▸ **Enunciado**
No trecho sobre a dívida pública, que proporção o plano estabelece para títulos prefixados na composição desejada da dívida?

▸ **Trecho de origem**
+-------+

Por isso, o economista da Guide Investimentos, Victor Beyruti, destaca as declarações do secretário do Tesouro, Bruno Funchal, na divulgação dos dados ontem, ao alertar que o espaço para novos gastos do governo federal “é extremamente reduzido”. “Ele também enfatizou a importância de reformas fiscalistas para ajudar a conter o crescimento do endividamento público”, acrescenta. Para Beyruti, é aí que mora o perigo, diante da crescente pressão pelo retorno do “custoso programa” de auxílio emergencial.

Por isso, o próprio Tesouro destacou, no PAF, que a persistência de déficits primários nas contas públicas desde 2014 e o consequente crescimento do endividamento têm dificultado a convergência da dívida aos indicadores referenciais (benchmark) almejados no longo prazo. Conforme o plano, a composição desejada para a dívida no horizonte à frente estabelece uma proporção de 40% para títulos prefixados, 35% para papéis remunerados pela Selic, 20% para títulos atrelados à inflação e 5% para papéis ligados ao câmbio.

+-------+

(Um bloco de dados)
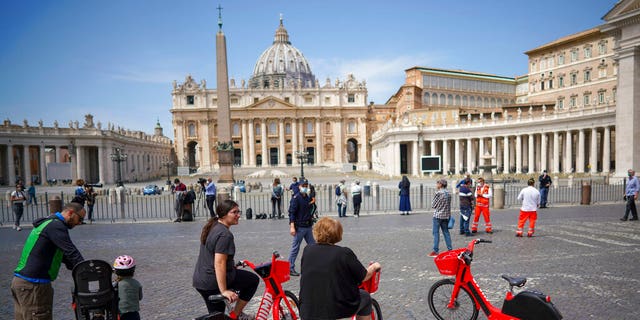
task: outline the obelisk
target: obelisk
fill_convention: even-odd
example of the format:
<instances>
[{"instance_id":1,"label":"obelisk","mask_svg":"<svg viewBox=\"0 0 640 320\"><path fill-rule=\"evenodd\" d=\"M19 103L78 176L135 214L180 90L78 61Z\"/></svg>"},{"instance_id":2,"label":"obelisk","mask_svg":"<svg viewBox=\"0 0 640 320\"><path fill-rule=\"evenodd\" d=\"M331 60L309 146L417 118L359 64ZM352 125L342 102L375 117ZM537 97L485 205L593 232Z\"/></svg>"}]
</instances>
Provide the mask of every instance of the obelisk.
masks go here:
<instances>
[{"instance_id":1,"label":"obelisk","mask_svg":"<svg viewBox=\"0 0 640 320\"><path fill-rule=\"evenodd\" d=\"M222 32L222 7L218 5L216 34L216 80L218 85L218 165L221 187L233 183L233 141L231 141L231 110L229 108L229 74L227 71L227 40ZM233 187L232 185L230 186ZM232 191L229 189L229 191Z\"/></svg>"}]
</instances>

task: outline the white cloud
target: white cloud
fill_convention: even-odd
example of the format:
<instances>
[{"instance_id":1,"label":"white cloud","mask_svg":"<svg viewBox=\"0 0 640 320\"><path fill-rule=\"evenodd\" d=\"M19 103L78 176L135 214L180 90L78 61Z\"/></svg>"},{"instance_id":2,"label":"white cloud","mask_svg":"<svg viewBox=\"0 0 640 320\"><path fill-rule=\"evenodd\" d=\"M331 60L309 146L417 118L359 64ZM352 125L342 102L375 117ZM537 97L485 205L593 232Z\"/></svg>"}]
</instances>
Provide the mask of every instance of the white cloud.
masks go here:
<instances>
[{"instance_id":1,"label":"white cloud","mask_svg":"<svg viewBox=\"0 0 640 320\"><path fill-rule=\"evenodd\" d=\"M327 77L332 83L336 78L344 80L353 74L358 81L366 80L369 100L377 104L385 103L404 83L404 70L415 66L427 66L434 58L426 55L402 55L393 58L309 59L312 71L324 83Z\"/></svg>"}]
</instances>

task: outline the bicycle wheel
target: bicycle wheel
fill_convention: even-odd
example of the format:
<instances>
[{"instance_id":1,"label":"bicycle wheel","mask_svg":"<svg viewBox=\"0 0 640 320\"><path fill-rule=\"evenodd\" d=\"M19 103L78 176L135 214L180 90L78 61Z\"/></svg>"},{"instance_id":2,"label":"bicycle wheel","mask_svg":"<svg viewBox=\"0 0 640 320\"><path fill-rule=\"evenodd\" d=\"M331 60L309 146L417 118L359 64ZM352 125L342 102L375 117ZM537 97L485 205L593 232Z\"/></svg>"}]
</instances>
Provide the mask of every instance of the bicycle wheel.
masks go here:
<instances>
[{"instance_id":1,"label":"bicycle wheel","mask_svg":"<svg viewBox=\"0 0 640 320\"><path fill-rule=\"evenodd\" d=\"M455 308L447 308L449 300L451 300L454 284L455 281L453 279L443 279L431 286L431 289L429 289L429 309L431 309L431 313L439 320L477 319L478 309L476 309L473 298L465 287L460 288Z\"/></svg>"},{"instance_id":2,"label":"bicycle wheel","mask_svg":"<svg viewBox=\"0 0 640 320\"><path fill-rule=\"evenodd\" d=\"M374 298L371 298L371 320L382 320L382 309Z\"/></svg>"},{"instance_id":3,"label":"bicycle wheel","mask_svg":"<svg viewBox=\"0 0 640 320\"><path fill-rule=\"evenodd\" d=\"M295 314L296 319L300 319L300 311L298 311L298 297L296 297L293 292L285 290L284 295L286 296L287 301L289 301L289 305L291 306L291 311ZM278 319L280 320L292 320L293 315L291 315L291 311L287 308L287 304L284 300L280 300L280 305L278 306Z\"/></svg>"}]
</instances>

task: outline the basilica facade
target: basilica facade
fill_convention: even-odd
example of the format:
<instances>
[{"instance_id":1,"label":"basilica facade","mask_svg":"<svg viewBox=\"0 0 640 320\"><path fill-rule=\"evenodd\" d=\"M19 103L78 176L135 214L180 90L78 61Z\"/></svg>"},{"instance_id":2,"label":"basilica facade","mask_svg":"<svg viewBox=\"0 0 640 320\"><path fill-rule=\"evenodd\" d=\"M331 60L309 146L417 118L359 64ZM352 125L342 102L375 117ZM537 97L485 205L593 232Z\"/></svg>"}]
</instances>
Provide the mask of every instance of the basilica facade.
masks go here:
<instances>
[{"instance_id":1,"label":"basilica facade","mask_svg":"<svg viewBox=\"0 0 640 320\"><path fill-rule=\"evenodd\" d=\"M216 89L187 76L173 84L175 151L180 166L198 172L219 167ZM273 44L248 81L229 81L234 165L299 164L370 169L370 110L365 81L319 81L289 40L282 19Z\"/></svg>"}]
</instances>

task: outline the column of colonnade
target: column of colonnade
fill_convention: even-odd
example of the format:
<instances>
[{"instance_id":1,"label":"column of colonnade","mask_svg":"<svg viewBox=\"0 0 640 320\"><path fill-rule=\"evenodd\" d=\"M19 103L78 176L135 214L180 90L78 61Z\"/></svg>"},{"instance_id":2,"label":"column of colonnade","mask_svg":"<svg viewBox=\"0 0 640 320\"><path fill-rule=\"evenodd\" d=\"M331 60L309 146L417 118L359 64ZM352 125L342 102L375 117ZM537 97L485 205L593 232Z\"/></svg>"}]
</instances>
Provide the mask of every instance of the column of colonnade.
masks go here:
<instances>
[{"instance_id":1,"label":"column of colonnade","mask_svg":"<svg viewBox=\"0 0 640 320\"><path fill-rule=\"evenodd\" d=\"M502 172L511 172L511 168L515 168L515 173L542 170L567 174L599 171L609 173L612 169L612 129L606 126L466 139L431 139L425 141L424 151L414 159L419 159L421 154L439 154L442 156L445 173L449 170L455 170L455 174L460 173L464 160L467 171L481 173L477 169L483 165L482 156L486 153L485 150L490 150L493 156L491 164L502 168ZM587 163L588 167L585 166ZM414 174L420 174L419 168L412 166L412 170Z\"/></svg>"}]
</instances>

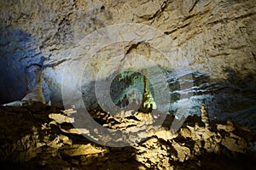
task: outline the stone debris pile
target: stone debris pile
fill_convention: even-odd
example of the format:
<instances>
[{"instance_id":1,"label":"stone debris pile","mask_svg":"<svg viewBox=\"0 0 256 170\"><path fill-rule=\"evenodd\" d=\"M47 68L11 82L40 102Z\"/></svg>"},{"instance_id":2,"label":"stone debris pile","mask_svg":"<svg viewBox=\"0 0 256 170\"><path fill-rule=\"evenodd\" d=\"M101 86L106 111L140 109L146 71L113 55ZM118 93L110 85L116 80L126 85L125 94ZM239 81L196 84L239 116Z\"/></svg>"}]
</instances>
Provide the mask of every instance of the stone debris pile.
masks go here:
<instances>
[{"instance_id":1,"label":"stone debris pile","mask_svg":"<svg viewBox=\"0 0 256 170\"><path fill-rule=\"evenodd\" d=\"M198 116L189 116L179 131L172 133L166 122L155 127L154 116L157 116L150 113L126 110L113 116L100 109L90 110L102 127L143 138L130 146L107 147L84 138L84 134L100 133L96 130L73 126L78 121L74 107L41 105L35 111L28 107L1 107L0 110L1 163L24 169L198 169L205 166L211 169L214 167L211 158L224 162L245 156L250 156L248 160L255 158L251 150L255 135L230 121L206 121L206 125Z\"/></svg>"}]
</instances>

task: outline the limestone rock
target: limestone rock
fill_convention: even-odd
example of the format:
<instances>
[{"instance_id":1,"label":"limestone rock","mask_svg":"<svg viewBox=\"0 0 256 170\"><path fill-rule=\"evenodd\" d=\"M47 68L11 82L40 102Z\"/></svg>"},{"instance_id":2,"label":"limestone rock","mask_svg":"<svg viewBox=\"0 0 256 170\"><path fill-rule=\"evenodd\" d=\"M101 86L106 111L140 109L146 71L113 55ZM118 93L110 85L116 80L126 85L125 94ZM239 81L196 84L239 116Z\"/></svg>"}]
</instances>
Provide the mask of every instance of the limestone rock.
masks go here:
<instances>
[{"instance_id":1,"label":"limestone rock","mask_svg":"<svg viewBox=\"0 0 256 170\"><path fill-rule=\"evenodd\" d=\"M69 156L86 156L91 154L101 154L106 153L108 150L106 149L95 147L90 144L73 144L71 147L67 148L64 150L64 154Z\"/></svg>"},{"instance_id":2,"label":"limestone rock","mask_svg":"<svg viewBox=\"0 0 256 170\"><path fill-rule=\"evenodd\" d=\"M184 161L188 160L191 156L190 150L189 148L185 146L182 146L176 142L172 142L172 146L177 153L177 161L183 162Z\"/></svg>"},{"instance_id":3,"label":"limestone rock","mask_svg":"<svg viewBox=\"0 0 256 170\"><path fill-rule=\"evenodd\" d=\"M68 122L73 123L74 122L74 119L73 117L68 117L67 116L58 114L58 113L51 113L49 115L49 117L50 119L55 120L57 123L63 123L63 122Z\"/></svg>"}]
</instances>

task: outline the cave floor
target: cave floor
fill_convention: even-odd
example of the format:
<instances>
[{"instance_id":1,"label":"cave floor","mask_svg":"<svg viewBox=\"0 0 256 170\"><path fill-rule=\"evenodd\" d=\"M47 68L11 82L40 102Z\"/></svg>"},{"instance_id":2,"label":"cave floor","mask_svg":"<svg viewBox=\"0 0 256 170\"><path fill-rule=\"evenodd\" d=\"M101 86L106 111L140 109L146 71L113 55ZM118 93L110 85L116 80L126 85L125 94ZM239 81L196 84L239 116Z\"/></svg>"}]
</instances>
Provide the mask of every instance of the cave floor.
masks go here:
<instances>
[{"instance_id":1,"label":"cave floor","mask_svg":"<svg viewBox=\"0 0 256 170\"><path fill-rule=\"evenodd\" d=\"M207 128L200 116L189 116L173 133L170 130L172 116L156 128L149 113L126 110L122 116L112 116L98 108L89 112L101 126L128 132L130 139L119 138L134 143L125 147L106 146L111 139L107 141L104 136L99 140L106 145L92 142L84 136L98 137L100 133L75 128L76 122L84 120L78 119L73 107L65 110L41 104L1 107L2 167L112 170L254 169L256 166L256 153L252 150L255 133L230 121L215 120ZM145 139L133 141L133 135Z\"/></svg>"}]
</instances>

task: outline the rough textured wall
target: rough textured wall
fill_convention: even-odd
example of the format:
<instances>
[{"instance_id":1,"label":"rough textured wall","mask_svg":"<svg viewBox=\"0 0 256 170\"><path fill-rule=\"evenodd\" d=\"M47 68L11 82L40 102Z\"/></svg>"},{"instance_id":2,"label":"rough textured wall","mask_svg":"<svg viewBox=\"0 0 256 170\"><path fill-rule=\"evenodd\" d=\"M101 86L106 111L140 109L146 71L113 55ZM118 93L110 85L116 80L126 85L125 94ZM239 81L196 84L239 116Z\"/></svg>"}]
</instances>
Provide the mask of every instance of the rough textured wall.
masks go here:
<instances>
[{"instance_id":1,"label":"rough textured wall","mask_svg":"<svg viewBox=\"0 0 256 170\"><path fill-rule=\"evenodd\" d=\"M3 103L26 95L26 68L42 56L46 100L49 94L52 101L61 100L70 51L86 35L119 23L165 32L177 44L177 56L212 80L230 80L230 74L255 79L254 0L9 0L1 1L0 9Z\"/></svg>"}]
</instances>

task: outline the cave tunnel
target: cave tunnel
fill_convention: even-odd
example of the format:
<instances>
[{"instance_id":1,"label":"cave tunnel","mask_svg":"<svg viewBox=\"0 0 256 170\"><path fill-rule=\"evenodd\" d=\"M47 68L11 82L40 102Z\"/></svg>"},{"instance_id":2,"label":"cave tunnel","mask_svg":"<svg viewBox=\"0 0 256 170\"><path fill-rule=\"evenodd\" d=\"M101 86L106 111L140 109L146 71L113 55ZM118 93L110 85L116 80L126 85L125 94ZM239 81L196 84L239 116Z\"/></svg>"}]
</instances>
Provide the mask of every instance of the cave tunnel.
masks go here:
<instances>
[{"instance_id":1,"label":"cave tunnel","mask_svg":"<svg viewBox=\"0 0 256 170\"><path fill-rule=\"evenodd\" d=\"M254 169L247 1L1 1L0 165Z\"/></svg>"}]
</instances>

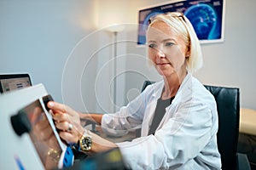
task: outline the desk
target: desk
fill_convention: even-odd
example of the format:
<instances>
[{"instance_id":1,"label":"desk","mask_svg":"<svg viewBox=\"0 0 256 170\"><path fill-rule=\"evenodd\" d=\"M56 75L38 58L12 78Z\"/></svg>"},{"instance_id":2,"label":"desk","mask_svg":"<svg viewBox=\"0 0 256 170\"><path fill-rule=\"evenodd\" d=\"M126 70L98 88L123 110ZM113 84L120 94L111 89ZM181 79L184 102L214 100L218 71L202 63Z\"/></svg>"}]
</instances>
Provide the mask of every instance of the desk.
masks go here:
<instances>
[{"instance_id":1,"label":"desk","mask_svg":"<svg viewBox=\"0 0 256 170\"><path fill-rule=\"evenodd\" d=\"M246 108L240 109L239 132L256 135L256 110Z\"/></svg>"}]
</instances>

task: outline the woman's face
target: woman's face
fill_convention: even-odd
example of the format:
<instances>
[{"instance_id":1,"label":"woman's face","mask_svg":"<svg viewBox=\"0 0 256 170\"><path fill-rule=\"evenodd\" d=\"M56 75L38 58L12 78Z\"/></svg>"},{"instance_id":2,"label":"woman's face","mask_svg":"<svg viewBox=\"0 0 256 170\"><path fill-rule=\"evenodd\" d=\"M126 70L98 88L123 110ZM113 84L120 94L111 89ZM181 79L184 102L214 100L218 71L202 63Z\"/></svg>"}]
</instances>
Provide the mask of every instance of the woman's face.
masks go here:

+-------+

▸ **Resposta completa**
O plano estabelece uma proporção de 40% para títulos prefixados.